Problem to work on — Can you quote the part of the text on Christianity in Kuwait from "In 2020, there" up to and including "who hold citizenship.", word for word?

Text shown —
============================================================
= Christianity in Kuwait =

Christianity is the second-largest religion in Kuwait.

In 2020, there were an estimated 289 Christian Kuwaitis residing in Kuwait, along with an estimated 837,585 non-citizen Christians. In total, they make up 17.93% of the population.

A 2015 study estimates some 350 Christians in Kuwait who are former Muslims.

==Kuwaiti Christians==

Kuwait and Bahrain are the only Gulf Cooperation Council countries to have a local Christian population who hold citizenship.

Christian Kuwaitis can be divided into two groups. The first group includes the earliest, who were Iraqi Christian (Assyrian and Arab/Antiochian Greek) immigrants and their local-born descendants. They have assimilated into Kuwaiti society, like their Muslim counterparts, and tend to speak Arabic with a Kuwaiti dialect; their food and culture are also predominantly Kuwaiti. They make up less than a quarter of Kuwait's Christian population. The rest (roughly three-quarters) of Christian Kuwaitis make up the second group. They are more recent arrivals in the 1950s and 1960s, mostly Kuwaitis of Palestinian ancestry who fled the British Mandatory Palestine due to the 1948 Arab-Israeli war and decided to settle in Kuwait. There are also smaller numbers who originally hail from Syria and Lebanon. This second group is not as assimilated as the first group, as their food, culture, and Arabic dialect still retain a Levant feel. However, they are just as patriotic as the former group, and tend to be proud of their adopted homeland, with many serving in the army, police, civil, and foreign service. Most of Kuwait's Christian citizens belong to 12 large families, with the Shammas (from Turkey) and the Shuhaibars (from Palestine) being some of the more prominent ones.
============================================================
Information —

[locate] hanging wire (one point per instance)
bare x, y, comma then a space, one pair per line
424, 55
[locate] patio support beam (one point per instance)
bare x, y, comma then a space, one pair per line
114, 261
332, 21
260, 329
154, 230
============================================================
Written response —
In 2020, there were an estimated 289 Christian Kuwaitis residing in Kuwait, along with an estimated 837,585 non-citizen Christians. In total, they make up 17.93% of the population.

A 2015 study estimates some 350 Christians in Kuwait who are former Muslims.

==Kuwaiti Christians==

Kuwait and Bahrain are the only Gulf Cooperation Council countries to have a local Christian population who hold citizenship.